## Task statement
Switch "white background" to "gray background" in the items from the start through the line that contains "170, 0, 1000, 667". Write those lines out again with nothing else changed.

══════

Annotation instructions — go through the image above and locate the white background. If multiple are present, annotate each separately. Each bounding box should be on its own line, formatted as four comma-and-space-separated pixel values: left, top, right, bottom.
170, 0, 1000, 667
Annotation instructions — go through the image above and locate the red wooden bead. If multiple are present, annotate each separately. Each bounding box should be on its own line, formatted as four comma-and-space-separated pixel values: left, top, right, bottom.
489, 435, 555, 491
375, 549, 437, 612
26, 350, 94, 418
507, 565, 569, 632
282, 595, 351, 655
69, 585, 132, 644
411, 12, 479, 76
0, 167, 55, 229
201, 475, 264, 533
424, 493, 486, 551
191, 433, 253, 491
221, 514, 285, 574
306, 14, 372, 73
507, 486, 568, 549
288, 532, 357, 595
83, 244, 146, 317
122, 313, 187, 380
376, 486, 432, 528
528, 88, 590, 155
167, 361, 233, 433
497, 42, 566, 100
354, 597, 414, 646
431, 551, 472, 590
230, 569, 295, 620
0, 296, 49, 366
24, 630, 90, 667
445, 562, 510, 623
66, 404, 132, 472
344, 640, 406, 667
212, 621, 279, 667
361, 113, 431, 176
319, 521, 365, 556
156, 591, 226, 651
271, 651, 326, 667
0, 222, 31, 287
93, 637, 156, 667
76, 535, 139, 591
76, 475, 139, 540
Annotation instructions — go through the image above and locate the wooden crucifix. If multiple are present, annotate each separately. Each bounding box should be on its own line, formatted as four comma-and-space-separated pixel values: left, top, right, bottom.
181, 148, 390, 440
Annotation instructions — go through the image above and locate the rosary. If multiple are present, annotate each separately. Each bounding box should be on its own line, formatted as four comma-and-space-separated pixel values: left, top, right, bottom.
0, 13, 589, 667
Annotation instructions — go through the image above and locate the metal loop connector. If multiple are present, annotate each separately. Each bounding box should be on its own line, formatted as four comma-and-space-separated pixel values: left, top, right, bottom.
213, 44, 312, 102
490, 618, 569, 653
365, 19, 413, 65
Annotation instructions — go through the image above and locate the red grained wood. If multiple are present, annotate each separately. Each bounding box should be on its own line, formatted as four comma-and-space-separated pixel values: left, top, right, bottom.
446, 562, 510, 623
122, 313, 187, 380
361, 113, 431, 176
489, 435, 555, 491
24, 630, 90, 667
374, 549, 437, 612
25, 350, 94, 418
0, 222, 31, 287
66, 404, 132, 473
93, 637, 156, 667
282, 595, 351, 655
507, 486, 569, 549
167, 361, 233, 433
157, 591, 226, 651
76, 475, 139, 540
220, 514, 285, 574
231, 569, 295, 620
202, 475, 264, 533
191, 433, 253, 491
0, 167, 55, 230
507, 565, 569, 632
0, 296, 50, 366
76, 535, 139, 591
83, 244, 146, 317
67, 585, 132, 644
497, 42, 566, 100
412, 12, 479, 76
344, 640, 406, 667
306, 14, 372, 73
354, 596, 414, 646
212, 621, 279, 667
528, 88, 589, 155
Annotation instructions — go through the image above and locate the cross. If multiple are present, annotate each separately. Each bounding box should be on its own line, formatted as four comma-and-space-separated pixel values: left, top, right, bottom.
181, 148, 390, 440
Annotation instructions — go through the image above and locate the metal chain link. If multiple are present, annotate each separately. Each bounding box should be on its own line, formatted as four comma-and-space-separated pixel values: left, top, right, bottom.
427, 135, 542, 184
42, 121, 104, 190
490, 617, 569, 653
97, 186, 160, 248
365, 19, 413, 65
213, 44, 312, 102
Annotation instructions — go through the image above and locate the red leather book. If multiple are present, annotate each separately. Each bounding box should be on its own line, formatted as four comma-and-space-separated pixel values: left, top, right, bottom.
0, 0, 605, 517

══════

## Solution for this problem
Annotation instructions — go through the image above and locate the gray background. If multiple are present, annotate each separately. Each bounding box should be on its own line, formatted as four comma-and-space-separated pixel values: left, top, right, bottom.
170, 0, 1000, 667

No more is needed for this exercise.